<<<<

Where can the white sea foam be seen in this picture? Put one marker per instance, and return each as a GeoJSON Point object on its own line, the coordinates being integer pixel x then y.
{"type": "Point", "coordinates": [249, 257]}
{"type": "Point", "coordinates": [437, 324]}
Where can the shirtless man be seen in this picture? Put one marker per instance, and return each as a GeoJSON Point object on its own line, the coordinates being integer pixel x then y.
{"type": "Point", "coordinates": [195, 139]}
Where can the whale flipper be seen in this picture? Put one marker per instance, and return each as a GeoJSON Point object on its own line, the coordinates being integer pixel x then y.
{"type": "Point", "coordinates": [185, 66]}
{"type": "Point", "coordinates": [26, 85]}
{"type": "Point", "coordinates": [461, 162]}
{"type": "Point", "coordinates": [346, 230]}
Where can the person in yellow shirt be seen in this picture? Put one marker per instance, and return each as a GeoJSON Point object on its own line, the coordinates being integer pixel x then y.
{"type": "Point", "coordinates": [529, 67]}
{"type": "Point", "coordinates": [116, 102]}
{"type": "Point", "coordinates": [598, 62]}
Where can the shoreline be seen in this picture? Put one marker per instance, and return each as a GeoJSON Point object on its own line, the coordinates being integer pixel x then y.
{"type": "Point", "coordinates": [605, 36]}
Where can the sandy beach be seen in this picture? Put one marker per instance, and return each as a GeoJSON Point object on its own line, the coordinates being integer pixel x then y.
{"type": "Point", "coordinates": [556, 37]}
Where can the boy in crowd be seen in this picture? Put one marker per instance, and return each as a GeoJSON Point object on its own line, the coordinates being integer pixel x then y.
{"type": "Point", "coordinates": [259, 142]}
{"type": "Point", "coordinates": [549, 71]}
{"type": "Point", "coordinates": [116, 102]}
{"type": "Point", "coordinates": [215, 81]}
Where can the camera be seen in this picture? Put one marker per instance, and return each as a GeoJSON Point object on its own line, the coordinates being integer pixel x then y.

>>>>

● THE TASK
Copy all of the material above word for word, line by line.

● CORRECT ANSWER
Where can the white sea foam be seen in this picture? Put one marker per instance, and return each as a GeoJSON Point object on its own line, the coordinates being integer pixel x then y.
{"type": "Point", "coordinates": [249, 257]}
{"type": "Point", "coordinates": [437, 324]}
Where can the shirtless man be seen in this picture? Put one marker per instance, and return each as a GeoJSON Point object on its own line, the coordinates being integer pixel x then y.
{"type": "Point", "coordinates": [195, 139]}
Where can the whale flipper be seen in this picture? Put one marker per instance, and return each as a GeoJSON Point object on its own line, the coordinates being integer pixel x then y.
{"type": "Point", "coordinates": [185, 66]}
{"type": "Point", "coordinates": [26, 85]}
{"type": "Point", "coordinates": [461, 162]}
{"type": "Point", "coordinates": [346, 230]}
Where can the person in yellow shirt be seen in this picture? Put one marker per instance, and return each as a GeoJSON Point object on its own line, the coordinates being integer pixel x then y.
{"type": "Point", "coordinates": [529, 67]}
{"type": "Point", "coordinates": [116, 102]}
{"type": "Point", "coordinates": [598, 62]}
Where can the shoreline be seen in this picture? Put one marker per instance, and return each as a GeoJSON Point object on its own line, the coordinates being integer pixel x then y.
{"type": "Point", "coordinates": [605, 36]}
Where can the sandy beach be seen in this picture? Put one marker per instance, and return each as a GeoJSON Point object on its own line, the coordinates being integer pixel x then y.
{"type": "Point", "coordinates": [556, 37]}
Where can the boy in crowd be seen in this picture? Put one marker per instance, and return each as a GeoJSON Point object on its own line, the coordinates being integer pixel x then y.
{"type": "Point", "coordinates": [259, 142]}
{"type": "Point", "coordinates": [549, 71]}
{"type": "Point", "coordinates": [116, 102]}
{"type": "Point", "coordinates": [215, 81]}
Where can the camera be seen in this picture? Put one marker per instance, and return each as a GeoJSON Point object on its own line, the coordinates being integer pixel x then y.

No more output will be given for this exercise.